PASSAGE TO READ -
===============
Saturday, April 21, 2018

Flogging a Dead Horse While Skinning a Cat

“If you want to be invited to the secret goat rituals you need to be chill af.”


Editor's Note: we do not condone animal cruelty in any way. The second half of the title is taken from/reference to an 1840 article on money diggers in the 19th century (i.e., Joseph Smith) complete with Captain Kidd references and all. Now on to what you're here for...

Listen up, nevermos and neverjws. This blog’s for you.

Today we’re wrapping up our series on the Tapir/Sparlock Signal volunteers who have had close encounters of the cult-y kind but managed to avoiding joining the Latter Day Saints or Jehovah’s Witnesses. FSM_Noodly_Luv, Erin, and Ryan have all had loved ones impacted by these sects, and as such, they have some advice for current and aspiring volunteers – especially those who have never stepped foot in a cultural or Kingdom hall.

Here are some of the knowledge bombs they’ve dropped:
  1. Coffee: just roll with it.

  2. Mormonism and the Witnesses are all-encompassing religions with very insular communities.

    Both are incredibly high-demand religions, not only taking up numerous hours of the week but also at times dictating a person’s entire future. Many Mormon women are pushed into motherhood regardless of their desire for children, for example, and many Witnesses are strenuously discouraged from pursuing higher education.

    And unless you’ve left a similarly high-pressure environment, it can be difficult to understand and sympathize as a nevermo/jw.
===============
GIVEN ENTRIES -

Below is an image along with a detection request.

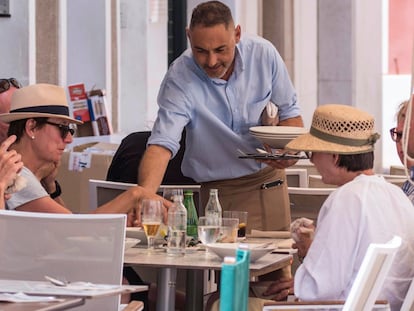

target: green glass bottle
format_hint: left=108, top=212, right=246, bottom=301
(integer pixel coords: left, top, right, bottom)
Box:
left=184, top=190, right=198, bottom=240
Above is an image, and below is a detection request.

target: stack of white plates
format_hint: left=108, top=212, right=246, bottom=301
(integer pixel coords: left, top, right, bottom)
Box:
left=249, top=126, right=308, bottom=149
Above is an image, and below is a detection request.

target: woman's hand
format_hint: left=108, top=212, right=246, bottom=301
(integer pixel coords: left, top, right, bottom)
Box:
left=0, top=135, right=23, bottom=199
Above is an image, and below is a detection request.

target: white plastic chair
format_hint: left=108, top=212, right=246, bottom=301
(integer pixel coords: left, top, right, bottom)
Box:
left=263, top=236, right=401, bottom=311
left=400, top=281, right=414, bottom=311
left=0, top=211, right=126, bottom=311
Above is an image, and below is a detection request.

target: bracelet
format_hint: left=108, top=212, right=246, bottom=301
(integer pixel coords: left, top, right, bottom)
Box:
left=49, top=180, right=62, bottom=199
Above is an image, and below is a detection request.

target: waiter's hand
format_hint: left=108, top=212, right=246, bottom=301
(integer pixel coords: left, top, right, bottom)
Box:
left=258, top=145, right=298, bottom=169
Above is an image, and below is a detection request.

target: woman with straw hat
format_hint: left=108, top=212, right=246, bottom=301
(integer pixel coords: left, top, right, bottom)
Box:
left=0, top=84, right=168, bottom=217
left=266, top=105, right=414, bottom=310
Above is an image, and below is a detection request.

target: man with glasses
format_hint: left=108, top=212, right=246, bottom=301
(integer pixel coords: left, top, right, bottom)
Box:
left=0, top=78, right=22, bottom=142
left=390, top=100, right=414, bottom=204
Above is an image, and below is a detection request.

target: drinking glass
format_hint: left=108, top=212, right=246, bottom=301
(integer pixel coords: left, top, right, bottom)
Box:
left=141, top=199, right=163, bottom=251
left=219, top=218, right=239, bottom=243
left=197, top=216, right=220, bottom=255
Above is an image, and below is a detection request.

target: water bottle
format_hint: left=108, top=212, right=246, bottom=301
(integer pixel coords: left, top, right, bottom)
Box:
left=184, top=190, right=198, bottom=241
left=167, top=190, right=187, bottom=256
left=204, top=189, right=222, bottom=226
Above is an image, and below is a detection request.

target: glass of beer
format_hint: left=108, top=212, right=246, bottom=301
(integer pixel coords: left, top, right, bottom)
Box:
left=141, top=199, right=163, bottom=251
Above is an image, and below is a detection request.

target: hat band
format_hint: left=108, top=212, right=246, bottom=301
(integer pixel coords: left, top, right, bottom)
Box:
left=10, top=105, right=69, bottom=116
left=309, top=127, right=380, bottom=147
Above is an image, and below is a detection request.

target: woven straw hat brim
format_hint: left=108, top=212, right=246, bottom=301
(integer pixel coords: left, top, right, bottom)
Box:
left=0, top=83, right=83, bottom=124
left=0, top=112, right=83, bottom=124
left=285, top=133, right=374, bottom=154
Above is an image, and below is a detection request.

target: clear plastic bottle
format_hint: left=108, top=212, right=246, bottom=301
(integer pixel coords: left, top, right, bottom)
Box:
left=204, top=189, right=222, bottom=226
left=184, top=190, right=198, bottom=240
left=167, top=191, right=187, bottom=256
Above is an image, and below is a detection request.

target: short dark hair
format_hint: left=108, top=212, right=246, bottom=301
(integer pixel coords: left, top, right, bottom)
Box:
left=7, top=118, right=47, bottom=143
left=338, top=151, right=374, bottom=172
left=190, top=1, right=234, bottom=29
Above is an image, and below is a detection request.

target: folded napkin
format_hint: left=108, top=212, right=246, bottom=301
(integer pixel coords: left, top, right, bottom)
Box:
left=249, top=229, right=291, bottom=239
left=261, top=102, right=279, bottom=126
left=39, top=282, right=120, bottom=291
left=0, top=293, right=62, bottom=302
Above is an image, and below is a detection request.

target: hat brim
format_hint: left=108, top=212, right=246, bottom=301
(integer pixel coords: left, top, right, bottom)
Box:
left=0, top=112, right=83, bottom=124
left=285, top=133, right=374, bottom=154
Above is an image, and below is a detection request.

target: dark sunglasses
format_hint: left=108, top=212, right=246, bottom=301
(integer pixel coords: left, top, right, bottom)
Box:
left=0, top=78, right=22, bottom=94
left=46, top=121, right=75, bottom=139
left=390, top=127, right=402, bottom=143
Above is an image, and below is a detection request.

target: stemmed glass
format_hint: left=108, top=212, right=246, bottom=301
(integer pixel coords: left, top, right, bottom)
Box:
left=198, top=216, right=220, bottom=256
left=142, top=199, right=163, bottom=251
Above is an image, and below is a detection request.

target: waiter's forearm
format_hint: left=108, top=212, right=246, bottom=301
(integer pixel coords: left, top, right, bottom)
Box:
left=278, top=116, right=303, bottom=127
left=138, top=145, right=171, bottom=192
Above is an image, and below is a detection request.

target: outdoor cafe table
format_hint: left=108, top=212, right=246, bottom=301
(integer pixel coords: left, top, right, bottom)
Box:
left=124, top=247, right=292, bottom=311
left=0, top=298, right=85, bottom=311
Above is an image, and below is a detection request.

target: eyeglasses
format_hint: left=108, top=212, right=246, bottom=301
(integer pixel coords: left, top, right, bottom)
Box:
left=46, top=121, right=75, bottom=139
left=390, top=127, right=402, bottom=143
left=0, top=78, right=22, bottom=94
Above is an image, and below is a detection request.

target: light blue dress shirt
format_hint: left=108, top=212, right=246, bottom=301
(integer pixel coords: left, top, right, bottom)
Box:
left=148, top=36, right=300, bottom=182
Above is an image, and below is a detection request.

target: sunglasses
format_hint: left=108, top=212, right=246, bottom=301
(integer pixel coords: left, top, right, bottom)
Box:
left=390, top=127, right=402, bottom=143
left=0, top=78, right=22, bottom=94
left=46, top=121, right=75, bottom=139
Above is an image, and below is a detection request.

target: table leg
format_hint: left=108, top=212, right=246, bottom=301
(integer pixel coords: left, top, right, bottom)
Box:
left=185, top=270, right=204, bottom=311
left=157, top=268, right=177, bottom=311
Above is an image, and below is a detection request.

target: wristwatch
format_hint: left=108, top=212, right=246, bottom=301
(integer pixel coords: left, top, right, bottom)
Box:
left=49, top=180, right=62, bottom=199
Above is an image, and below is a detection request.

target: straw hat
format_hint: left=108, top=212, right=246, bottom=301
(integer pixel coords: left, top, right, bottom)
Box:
left=0, top=84, right=83, bottom=124
left=285, top=104, right=380, bottom=154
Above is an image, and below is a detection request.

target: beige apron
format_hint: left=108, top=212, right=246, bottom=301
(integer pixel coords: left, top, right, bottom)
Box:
left=201, top=167, right=290, bottom=232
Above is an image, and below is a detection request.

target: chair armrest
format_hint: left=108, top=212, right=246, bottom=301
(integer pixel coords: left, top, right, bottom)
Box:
left=122, top=300, right=144, bottom=311
left=263, top=300, right=388, bottom=311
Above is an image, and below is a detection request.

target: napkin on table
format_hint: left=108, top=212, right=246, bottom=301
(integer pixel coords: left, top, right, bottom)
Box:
left=249, top=229, right=291, bottom=239
left=249, top=229, right=293, bottom=248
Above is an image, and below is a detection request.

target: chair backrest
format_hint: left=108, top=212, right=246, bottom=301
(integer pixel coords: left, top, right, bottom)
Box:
left=380, top=174, right=408, bottom=187
left=0, top=211, right=126, bottom=311
left=106, top=130, right=197, bottom=185
left=89, top=179, right=202, bottom=215
left=400, top=280, right=414, bottom=311
left=285, top=168, right=308, bottom=187
left=288, top=187, right=335, bottom=224
left=343, top=236, right=401, bottom=311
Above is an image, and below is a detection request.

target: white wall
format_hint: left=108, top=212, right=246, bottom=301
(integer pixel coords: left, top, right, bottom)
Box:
left=119, top=0, right=168, bottom=133
left=0, top=0, right=29, bottom=85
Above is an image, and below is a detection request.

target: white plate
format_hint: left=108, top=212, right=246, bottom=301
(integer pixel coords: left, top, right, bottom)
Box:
left=206, top=243, right=275, bottom=262
left=249, top=136, right=294, bottom=149
left=125, top=238, right=141, bottom=250
left=249, top=126, right=308, bottom=135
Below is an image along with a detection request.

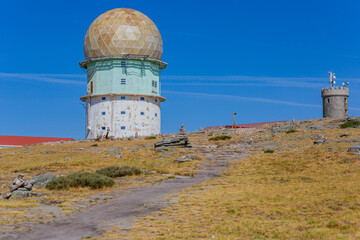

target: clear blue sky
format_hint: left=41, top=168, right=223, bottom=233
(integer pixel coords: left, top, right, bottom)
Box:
left=0, top=0, right=360, bottom=138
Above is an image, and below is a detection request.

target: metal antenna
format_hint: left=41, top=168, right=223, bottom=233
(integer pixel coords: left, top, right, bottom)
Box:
left=329, top=71, right=336, bottom=87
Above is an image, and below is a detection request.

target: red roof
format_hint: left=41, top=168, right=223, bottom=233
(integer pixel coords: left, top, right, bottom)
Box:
left=0, top=136, right=74, bottom=146
left=204, top=121, right=286, bottom=130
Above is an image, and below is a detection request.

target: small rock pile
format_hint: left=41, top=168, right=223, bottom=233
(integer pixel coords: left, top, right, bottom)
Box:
left=0, top=174, right=55, bottom=199
left=154, top=124, right=192, bottom=151
left=1, top=175, right=35, bottom=199
left=154, top=136, right=192, bottom=150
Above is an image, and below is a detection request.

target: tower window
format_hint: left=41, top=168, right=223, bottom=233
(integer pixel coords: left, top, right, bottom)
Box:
left=152, top=81, right=157, bottom=88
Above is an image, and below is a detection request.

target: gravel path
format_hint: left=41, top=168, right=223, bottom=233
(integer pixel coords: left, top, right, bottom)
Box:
left=1, top=145, right=248, bottom=240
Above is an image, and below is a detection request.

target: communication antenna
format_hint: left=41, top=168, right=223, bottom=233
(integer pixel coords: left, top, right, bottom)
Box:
left=329, top=71, right=336, bottom=87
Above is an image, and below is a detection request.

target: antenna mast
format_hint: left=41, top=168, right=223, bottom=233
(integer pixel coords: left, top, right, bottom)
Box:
left=329, top=71, right=336, bottom=87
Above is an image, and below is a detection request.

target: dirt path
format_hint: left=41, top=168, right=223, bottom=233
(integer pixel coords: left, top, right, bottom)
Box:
left=1, top=145, right=248, bottom=240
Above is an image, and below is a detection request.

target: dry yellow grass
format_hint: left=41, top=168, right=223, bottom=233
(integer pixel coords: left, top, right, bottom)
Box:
left=0, top=137, right=202, bottom=230
left=99, top=120, right=360, bottom=239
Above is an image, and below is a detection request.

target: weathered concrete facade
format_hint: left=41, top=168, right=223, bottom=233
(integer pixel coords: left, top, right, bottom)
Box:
left=321, top=87, right=349, bottom=118
left=84, top=94, right=164, bottom=139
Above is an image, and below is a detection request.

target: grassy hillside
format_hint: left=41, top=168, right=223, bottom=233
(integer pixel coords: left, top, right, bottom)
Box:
left=102, top=120, right=360, bottom=239
left=0, top=117, right=360, bottom=239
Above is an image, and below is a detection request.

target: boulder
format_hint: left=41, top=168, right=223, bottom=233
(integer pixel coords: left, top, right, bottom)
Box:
left=174, top=157, right=191, bottom=163
left=154, top=136, right=191, bottom=148
left=309, top=125, right=323, bottom=130
left=11, top=188, right=37, bottom=198
left=29, top=173, right=56, bottom=187
left=174, top=155, right=200, bottom=163
left=339, top=133, right=350, bottom=137
left=314, top=139, right=326, bottom=145
left=348, top=144, right=360, bottom=152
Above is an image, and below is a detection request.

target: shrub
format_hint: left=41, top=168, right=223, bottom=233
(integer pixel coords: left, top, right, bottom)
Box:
left=286, top=128, right=298, bottom=133
left=209, top=135, right=231, bottom=141
left=145, top=136, right=156, bottom=140
left=264, top=148, right=275, bottom=153
left=46, top=172, right=115, bottom=190
left=340, top=120, right=360, bottom=128
left=96, top=166, right=142, bottom=177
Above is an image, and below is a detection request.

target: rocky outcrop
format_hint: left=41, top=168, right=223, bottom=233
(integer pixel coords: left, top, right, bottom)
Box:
left=0, top=174, right=45, bottom=199
left=30, top=173, right=56, bottom=187
left=348, top=144, right=360, bottom=152
left=154, top=136, right=192, bottom=148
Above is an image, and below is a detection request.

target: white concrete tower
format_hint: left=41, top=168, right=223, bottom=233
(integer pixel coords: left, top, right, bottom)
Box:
left=80, top=8, right=167, bottom=139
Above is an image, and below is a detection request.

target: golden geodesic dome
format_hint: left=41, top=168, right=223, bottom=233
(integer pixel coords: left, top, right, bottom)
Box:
left=84, top=8, right=163, bottom=60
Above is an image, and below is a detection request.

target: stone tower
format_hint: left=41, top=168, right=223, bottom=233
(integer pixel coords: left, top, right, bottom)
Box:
left=321, top=72, right=349, bottom=118
left=80, top=8, right=167, bottom=139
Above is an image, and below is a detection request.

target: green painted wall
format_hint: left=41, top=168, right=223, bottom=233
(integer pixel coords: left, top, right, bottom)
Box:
left=87, top=59, right=160, bottom=96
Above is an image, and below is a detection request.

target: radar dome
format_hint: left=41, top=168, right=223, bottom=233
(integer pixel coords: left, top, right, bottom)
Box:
left=84, top=8, right=163, bottom=60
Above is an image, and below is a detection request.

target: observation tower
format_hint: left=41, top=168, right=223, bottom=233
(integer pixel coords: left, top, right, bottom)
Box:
left=80, top=8, right=167, bottom=139
left=321, top=72, right=349, bottom=118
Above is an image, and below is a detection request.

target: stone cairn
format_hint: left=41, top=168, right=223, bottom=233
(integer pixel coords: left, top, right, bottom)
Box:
left=154, top=124, right=192, bottom=150
left=0, top=175, right=35, bottom=199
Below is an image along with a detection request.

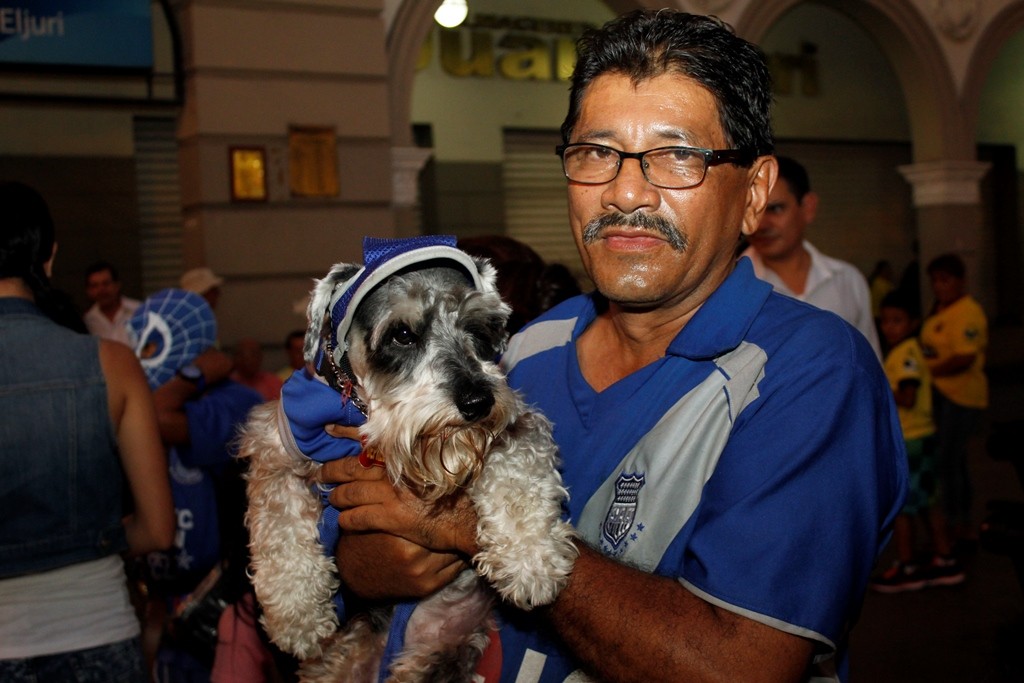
===============
STATED TASK A - Write out the blog post from "Here are some" to "very insular communities.", replacing "religions" with "faiths".
STATED TASK B -
Answer these questions from the blog post:
(i) In what year was the article that the second half of the title draws on published?
(ii) Which two groups did the volunteers manage to avoid joining?
(iii) What are many Witnesses strenuously discouraged from pursuing?
The rows above come from a separate source.

TASK ANSWER A -
Here are some of the knowledge bombs they’ve dropped:
  1. Coffee: just roll with it.

  2. Mormonism and the Witnesses are all-encompassing faiths with very insular communities.

TASK ANSWER B -
(i) 1840
(ii) The Latter Day Saints and the Jehovah's Witnesses
(iii) Higher education